I tried posting the following over at Roy Spencer’s blog, but it has been stuck in modertion for three days. (it seems that the spam filter did not like the links)
Christopher Game, thanks your reply of September 22, 2010 at 12:26 PM , Concerning the potential feedback resulting from evapotranspiration. (E-T)
The IPCC has estimated in 4AR that the forcing for anthro’ CO2 is about 1.7 W/m^2, and that the net for all anthropogenic forcings is about the same value.
http://en.wikipedia.org/wiki/File:Radiative-forcings.svg
Adding to my earlier comment, according to Trenberth, 2007 levels of E-T resulted in a forcing of -78 W/m^2. Thus, without disputing his numbers, if (E-T) were to increase by say 1% in order to achieve some arbitrary increased water vapour level, there would be a feedback of -0.78 W/m^2, which is rather significant by comparison.
Dare I add that Trenberth also gives “Thermals” as another -24 W/m^2, and that I think that there should also be an increase in thermals too.
Add clouds, and how now to 2xCO2 sensitivity, I would think.
If you need it, the Trenberth chart is here:
http://www.flickr.com/photos/26175880@N05/3065365160/
What do you think?

* Data rows:
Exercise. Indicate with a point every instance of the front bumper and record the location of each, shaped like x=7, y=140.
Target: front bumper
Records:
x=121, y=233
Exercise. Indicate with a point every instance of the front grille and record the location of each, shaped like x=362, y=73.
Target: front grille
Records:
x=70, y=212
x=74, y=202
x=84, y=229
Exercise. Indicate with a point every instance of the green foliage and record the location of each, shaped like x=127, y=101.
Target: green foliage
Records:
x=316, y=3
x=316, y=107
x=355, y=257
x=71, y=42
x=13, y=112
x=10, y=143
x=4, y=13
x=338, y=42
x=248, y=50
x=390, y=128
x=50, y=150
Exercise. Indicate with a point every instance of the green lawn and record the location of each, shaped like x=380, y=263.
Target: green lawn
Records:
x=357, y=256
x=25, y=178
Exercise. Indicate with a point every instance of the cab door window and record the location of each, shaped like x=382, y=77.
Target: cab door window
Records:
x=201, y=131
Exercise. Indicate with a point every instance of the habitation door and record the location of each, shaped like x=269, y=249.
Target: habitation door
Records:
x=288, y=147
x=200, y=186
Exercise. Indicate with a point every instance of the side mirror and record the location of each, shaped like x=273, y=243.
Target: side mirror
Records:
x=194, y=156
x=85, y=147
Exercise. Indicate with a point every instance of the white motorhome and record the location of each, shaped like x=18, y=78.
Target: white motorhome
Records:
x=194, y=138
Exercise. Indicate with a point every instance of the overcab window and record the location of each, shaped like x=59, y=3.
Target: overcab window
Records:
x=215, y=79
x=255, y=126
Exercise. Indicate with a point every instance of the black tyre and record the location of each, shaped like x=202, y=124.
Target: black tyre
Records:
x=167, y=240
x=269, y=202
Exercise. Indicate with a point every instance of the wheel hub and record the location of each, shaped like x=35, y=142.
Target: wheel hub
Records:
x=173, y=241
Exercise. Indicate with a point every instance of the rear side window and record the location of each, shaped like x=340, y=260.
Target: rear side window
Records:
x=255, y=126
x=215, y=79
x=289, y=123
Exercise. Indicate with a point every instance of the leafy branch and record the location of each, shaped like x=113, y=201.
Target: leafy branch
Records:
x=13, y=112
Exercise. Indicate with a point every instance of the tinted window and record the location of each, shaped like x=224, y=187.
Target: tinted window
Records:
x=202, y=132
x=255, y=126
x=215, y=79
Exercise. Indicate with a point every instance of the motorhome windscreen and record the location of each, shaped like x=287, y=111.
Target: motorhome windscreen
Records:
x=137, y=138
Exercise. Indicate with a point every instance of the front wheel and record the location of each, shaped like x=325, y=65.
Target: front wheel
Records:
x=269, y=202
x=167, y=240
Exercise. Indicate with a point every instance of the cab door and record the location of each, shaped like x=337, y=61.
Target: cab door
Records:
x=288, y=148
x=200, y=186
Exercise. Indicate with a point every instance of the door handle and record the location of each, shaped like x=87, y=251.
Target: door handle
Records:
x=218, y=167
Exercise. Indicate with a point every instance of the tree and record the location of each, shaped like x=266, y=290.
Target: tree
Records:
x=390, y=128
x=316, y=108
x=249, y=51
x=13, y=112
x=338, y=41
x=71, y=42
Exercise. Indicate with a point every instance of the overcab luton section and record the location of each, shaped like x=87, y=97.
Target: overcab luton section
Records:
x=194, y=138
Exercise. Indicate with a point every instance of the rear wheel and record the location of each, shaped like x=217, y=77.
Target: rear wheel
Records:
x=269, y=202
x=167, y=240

* Task instructions:
1. For each statement, say whether it agrees with the post on evapotranspiration feedback, answering yes or no and quoting the deciding words of the post.
(a) The IPCC estimated the forcing for anthropogenic CO2 at about 1.7 W/m^2.
(b) According to Trenberth, thermals account for -78 W/m^2.
(c) A 1% rise in evapotranspiration would give a feedback of -0.78 W/m^2.
2. Answer these questions from the post on evapotranspiration feedback.
(a) Whose reply does the writer thank?
(b) According to Trenberth, what forcing did 2007 levels of evapotranspiration produce?
(c) For how long has the writer's post been stuck in moderation?
3. Write a continuation of the post on evapotranspiration feedback that picks up after its final sentence.
The lines play no part in any of this.

* Answers per task:
1.
(a) Yes: "the forcing for anthro’ CO2 is about 1.7 W/m^2"
(b) No: "Trenberth also gives “Thermals” as another -24 W/m^2"
(c) Yes: "there would be a feedback of -0.78 W/m^2"

2.
(a) Christopher Game's
(b) -78 W/m^2
(c) Three days

3.
barry says:
September 17, 2010 at 10:05 am
Now, if the stratosphere showed no cooling over a climatically significant period (25 years would do), then that would be a big problem for AGW. A cooling stratosphere IS a signature of AGW. If the sun was heating the atmosphere, the stratosphere would heat, too.
Over the long term, the stratosphere has been cooling.
“Scientific Assessment of Ozone Depletion: 2010
New analyses of both satellite and radiosonde data give increased confidence in
changes in stratospheric temperatures between 1980 and 2009. The global-mean
lower stratosphere cooled by 1–2 K and the upper stratosphere cooled by 4–6 K between1980 and 1995. There have been no significant long-term trends in global-mean lower stratospheric temperatures since about 1995. The global-mean lower-stratospheric cooling did not occur linearly but was manifested as downward steps in temperature in the early 1980s and the early 1990s. The cooling of the lower stratosphere includes the tropics and is not limited to extratropical regions as previously thought.